AUFGABENSTELLUNG →
Unter welcher Bedingung wäre laut Kolundzija im folgenden Textauszug eine tatsächliche Legalisierung von Cannabis gegeben?

TEXTAUSZUG →
^^^^

Einer Legalisierung von Cannabis steht Ecker-Eckhofen positiv gegenüber: "Das hätte bestimmt positive Auswirkungen auf unser Geschäft." Der Weg bis dorthin wäre aber noch ein weiter. Dass die Legalisierung trotz der steigenden Cannabisnachfrage noch weit entfernt sei, versteht man beim Hanfinstitut nicht. Straka kritisiert, dass es für Schmerzpatienten derzeit keinen leistbaren Weg gebe, Cannabis legal zu erwerben.

Auch für Kolundzija sind in der Diskussion noch einige Punkte offen. Er befürchtet, dass eine Legalisierung in erster Linie dazu führen würde, dass Apotheken Cannabislizenzen erhalten würden. Eine tatsächliche Legalisierung wäre nur dann gegeben, wenn "Hanfanbau mit Weinanbau gesetzlich gleichgesetzt wird", sagt der Unternehmer. Sonst würde erst recht nur die Pharmaindustrie profitieren.

^^^^

ROHDATEN →
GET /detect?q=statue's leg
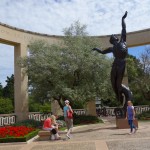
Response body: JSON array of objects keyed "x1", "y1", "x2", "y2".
[
  {"x1": 117, "y1": 66, "x2": 125, "y2": 103},
  {"x1": 111, "y1": 66, "x2": 118, "y2": 100}
]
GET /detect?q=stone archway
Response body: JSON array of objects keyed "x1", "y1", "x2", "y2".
[{"x1": 0, "y1": 23, "x2": 150, "y2": 121}]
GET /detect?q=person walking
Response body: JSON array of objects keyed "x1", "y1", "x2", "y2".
[
  {"x1": 43, "y1": 115, "x2": 60, "y2": 140},
  {"x1": 63, "y1": 100, "x2": 73, "y2": 139},
  {"x1": 126, "y1": 101, "x2": 138, "y2": 134}
]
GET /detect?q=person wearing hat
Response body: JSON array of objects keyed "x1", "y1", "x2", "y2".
[{"x1": 63, "y1": 100, "x2": 73, "y2": 139}]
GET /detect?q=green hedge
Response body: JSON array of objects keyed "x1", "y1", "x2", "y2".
[
  {"x1": 58, "y1": 114, "x2": 103, "y2": 125},
  {"x1": 0, "y1": 129, "x2": 39, "y2": 143}
]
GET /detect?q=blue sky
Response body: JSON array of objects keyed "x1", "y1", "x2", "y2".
[{"x1": 0, "y1": 0, "x2": 150, "y2": 85}]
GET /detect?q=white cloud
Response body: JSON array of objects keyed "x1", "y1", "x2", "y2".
[{"x1": 0, "y1": 0, "x2": 150, "y2": 85}]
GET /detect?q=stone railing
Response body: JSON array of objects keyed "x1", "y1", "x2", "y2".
[
  {"x1": 96, "y1": 105, "x2": 150, "y2": 116},
  {"x1": 73, "y1": 109, "x2": 86, "y2": 115},
  {"x1": 134, "y1": 105, "x2": 150, "y2": 114},
  {"x1": 0, "y1": 109, "x2": 86, "y2": 127}
]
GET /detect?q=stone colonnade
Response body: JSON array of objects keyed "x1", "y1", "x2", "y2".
[{"x1": 0, "y1": 23, "x2": 150, "y2": 121}]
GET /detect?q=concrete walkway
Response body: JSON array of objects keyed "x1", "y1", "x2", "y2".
[{"x1": 0, "y1": 117, "x2": 150, "y2": 150}]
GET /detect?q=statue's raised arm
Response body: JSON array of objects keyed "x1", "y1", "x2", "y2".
[{"x1": 120, "y1": 11, "x2": 128, "y2": 42}]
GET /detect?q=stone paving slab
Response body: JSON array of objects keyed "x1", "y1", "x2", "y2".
[
  {"x1": 0, "y1": 118, "x2": 150, "y2": 150},
  {"x1": 106, "y1": 139, "x2": 150, "y2": 150}
]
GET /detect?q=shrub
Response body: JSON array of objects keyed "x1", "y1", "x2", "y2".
[{"x1": 0, "y1": 98, "x2": 14, "y2": 114}]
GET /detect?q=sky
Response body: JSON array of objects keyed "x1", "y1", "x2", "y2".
[{"x1": 0, "y1": 0, "x2": 150, "y2": 85}]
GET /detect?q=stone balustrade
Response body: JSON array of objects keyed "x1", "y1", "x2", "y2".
[
  {"x1": 0, "y1": 105, "x2": 150, "y2": 127},
  {"x1": 0, "y1": 109, "x2": 86, "y2": 127}
]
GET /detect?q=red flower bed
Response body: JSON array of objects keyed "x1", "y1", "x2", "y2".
[{"x1": 0, "y1": 126, "x2": 35, "y2": 138}]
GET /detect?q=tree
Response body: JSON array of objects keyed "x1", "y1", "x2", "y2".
[
  {"x1": 0, "y1": 83, "x2": 3, "y2": 97},
  {"x1": 20, "y1": 22, "x2": 112, "y2": 108},
  {"x1": 0, "y1": 98, "x2": 13, "y2": 114},
  {"x1": 3, "y1": 74, "x2": 14, "y2": 105}
]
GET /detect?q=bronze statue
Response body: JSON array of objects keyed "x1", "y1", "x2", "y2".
[{"x1": 93, "y1": 11, "x2": 132, "y2": 116}]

^^^^

FERTIGE LÖSUNG →
Wenn Hanfanbau mit Weinanbau gesetzlich gleichgesetzt wird.